[Stored data]
**********

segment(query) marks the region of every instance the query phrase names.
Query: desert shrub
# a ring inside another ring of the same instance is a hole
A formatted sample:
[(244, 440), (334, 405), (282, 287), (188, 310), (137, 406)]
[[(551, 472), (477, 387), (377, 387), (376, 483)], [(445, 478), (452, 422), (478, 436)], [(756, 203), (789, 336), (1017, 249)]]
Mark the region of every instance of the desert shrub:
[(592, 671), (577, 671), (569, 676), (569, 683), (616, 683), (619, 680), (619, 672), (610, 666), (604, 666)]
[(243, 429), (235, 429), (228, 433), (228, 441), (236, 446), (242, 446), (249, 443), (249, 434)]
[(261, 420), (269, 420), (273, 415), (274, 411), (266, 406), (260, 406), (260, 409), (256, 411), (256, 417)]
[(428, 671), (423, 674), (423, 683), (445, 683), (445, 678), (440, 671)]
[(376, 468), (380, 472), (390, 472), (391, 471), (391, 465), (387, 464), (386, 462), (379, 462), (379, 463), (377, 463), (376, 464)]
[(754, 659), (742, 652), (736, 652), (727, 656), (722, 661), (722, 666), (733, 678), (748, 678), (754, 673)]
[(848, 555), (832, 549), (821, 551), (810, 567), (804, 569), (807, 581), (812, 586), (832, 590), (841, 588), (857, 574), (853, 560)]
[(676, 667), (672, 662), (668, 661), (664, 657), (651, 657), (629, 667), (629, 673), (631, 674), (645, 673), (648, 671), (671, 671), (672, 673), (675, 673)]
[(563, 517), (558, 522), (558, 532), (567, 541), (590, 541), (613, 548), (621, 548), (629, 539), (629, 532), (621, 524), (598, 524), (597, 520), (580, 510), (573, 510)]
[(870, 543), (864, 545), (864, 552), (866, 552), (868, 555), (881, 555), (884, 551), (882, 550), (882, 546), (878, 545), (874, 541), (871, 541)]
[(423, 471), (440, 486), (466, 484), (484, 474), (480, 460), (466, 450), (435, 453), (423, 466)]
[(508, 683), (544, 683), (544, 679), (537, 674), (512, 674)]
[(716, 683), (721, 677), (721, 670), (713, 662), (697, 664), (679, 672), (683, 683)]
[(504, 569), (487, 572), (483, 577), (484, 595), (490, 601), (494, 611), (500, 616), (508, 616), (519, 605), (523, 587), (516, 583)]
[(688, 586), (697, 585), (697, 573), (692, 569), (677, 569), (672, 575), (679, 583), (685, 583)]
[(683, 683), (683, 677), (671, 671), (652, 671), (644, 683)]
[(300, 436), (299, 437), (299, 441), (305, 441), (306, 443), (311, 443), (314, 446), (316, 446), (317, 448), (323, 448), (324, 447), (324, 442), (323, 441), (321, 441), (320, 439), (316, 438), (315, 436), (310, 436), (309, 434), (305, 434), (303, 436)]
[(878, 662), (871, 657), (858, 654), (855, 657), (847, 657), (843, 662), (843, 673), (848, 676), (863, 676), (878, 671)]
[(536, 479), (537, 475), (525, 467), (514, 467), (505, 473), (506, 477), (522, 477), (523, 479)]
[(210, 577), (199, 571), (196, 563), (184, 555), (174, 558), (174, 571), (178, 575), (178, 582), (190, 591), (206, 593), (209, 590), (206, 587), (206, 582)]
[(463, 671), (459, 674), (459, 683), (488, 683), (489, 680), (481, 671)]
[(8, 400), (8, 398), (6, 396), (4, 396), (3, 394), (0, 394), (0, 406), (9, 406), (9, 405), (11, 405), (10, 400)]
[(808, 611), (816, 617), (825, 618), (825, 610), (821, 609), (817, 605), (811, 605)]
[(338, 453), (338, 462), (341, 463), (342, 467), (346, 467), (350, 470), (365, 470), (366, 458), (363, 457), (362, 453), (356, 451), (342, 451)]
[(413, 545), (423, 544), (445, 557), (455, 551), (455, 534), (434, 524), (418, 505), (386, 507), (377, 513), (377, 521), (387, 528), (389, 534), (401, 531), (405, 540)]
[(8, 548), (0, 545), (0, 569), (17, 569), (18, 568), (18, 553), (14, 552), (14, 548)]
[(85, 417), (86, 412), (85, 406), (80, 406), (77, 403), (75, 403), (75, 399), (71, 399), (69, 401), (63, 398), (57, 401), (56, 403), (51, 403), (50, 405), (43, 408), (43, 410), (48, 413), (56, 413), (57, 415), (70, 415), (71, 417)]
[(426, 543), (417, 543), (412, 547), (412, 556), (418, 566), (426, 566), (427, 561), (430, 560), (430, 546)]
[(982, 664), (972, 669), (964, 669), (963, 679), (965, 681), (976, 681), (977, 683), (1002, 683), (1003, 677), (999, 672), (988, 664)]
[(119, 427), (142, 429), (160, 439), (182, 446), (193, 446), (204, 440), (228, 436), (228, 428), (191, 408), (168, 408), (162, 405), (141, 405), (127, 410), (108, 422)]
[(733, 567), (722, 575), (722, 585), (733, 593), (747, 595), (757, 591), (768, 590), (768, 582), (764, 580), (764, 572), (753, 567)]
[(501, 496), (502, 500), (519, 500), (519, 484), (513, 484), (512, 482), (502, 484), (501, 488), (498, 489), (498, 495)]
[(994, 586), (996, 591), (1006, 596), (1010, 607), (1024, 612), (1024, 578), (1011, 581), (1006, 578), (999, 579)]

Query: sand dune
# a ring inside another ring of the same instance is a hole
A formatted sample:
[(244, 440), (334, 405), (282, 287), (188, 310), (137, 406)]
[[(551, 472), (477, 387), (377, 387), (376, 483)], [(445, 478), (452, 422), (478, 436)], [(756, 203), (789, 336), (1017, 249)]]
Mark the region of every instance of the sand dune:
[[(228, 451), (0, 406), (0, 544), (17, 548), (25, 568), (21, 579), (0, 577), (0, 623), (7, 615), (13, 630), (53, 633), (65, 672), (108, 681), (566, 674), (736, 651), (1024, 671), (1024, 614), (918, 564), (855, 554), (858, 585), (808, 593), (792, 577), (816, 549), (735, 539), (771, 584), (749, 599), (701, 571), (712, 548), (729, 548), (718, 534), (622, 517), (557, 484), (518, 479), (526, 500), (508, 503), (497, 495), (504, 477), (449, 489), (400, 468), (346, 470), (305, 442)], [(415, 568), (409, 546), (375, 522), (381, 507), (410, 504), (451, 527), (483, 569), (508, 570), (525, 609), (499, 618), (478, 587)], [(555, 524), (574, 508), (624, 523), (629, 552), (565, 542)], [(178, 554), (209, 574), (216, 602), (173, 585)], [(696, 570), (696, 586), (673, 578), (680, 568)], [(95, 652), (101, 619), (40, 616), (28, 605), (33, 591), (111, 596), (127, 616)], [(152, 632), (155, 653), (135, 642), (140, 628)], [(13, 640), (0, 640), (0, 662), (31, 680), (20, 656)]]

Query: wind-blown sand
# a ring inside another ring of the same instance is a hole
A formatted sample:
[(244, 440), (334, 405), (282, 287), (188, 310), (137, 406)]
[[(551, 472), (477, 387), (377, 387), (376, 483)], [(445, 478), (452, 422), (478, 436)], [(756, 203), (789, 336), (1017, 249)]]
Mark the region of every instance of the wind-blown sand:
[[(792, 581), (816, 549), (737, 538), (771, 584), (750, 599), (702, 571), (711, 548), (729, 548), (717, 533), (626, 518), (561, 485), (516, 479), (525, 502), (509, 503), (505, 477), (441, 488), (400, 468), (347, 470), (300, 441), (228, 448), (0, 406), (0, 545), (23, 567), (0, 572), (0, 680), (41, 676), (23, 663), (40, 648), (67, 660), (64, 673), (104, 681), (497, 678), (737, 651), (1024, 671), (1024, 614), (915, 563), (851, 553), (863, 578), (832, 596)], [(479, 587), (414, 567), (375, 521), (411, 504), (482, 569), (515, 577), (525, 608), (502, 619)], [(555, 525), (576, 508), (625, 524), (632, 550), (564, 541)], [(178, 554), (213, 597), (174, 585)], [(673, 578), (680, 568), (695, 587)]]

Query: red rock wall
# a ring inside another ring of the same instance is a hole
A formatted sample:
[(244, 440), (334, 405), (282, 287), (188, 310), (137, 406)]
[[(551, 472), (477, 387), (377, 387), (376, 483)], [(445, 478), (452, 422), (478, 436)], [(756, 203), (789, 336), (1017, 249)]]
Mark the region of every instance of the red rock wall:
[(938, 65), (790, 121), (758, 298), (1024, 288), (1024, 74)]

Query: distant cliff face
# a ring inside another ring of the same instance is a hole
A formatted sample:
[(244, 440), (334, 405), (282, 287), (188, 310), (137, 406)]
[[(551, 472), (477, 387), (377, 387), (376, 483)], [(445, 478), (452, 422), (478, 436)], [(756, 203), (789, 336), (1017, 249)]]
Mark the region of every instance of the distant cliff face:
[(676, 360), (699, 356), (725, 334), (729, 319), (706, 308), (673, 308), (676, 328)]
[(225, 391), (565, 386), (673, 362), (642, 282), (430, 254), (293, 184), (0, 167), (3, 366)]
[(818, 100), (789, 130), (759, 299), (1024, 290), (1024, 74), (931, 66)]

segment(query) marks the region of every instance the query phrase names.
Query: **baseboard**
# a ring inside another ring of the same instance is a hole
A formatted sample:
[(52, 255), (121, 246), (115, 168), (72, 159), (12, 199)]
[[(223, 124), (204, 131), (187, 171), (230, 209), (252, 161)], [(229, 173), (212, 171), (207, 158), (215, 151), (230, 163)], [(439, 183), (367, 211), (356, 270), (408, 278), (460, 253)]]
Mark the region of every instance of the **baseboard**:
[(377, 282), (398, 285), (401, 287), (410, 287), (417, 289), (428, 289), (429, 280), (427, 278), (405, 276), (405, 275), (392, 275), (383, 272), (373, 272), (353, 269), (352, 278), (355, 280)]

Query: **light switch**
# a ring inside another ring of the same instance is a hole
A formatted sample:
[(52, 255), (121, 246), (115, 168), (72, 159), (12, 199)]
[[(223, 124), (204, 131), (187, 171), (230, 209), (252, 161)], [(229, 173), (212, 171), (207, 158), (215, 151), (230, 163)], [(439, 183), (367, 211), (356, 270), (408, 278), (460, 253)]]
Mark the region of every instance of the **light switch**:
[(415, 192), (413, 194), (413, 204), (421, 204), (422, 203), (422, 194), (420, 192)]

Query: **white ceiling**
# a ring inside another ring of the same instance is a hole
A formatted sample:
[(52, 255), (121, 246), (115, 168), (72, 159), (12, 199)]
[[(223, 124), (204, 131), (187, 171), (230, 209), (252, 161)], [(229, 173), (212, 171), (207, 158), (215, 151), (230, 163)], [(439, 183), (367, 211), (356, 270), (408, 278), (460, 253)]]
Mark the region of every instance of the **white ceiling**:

**********

[EXERCISE PROMPT] State how many lines of the entries contain the word "ceiling". Nothing besides the number belongs in the reply.

[TASK ANSWER] 2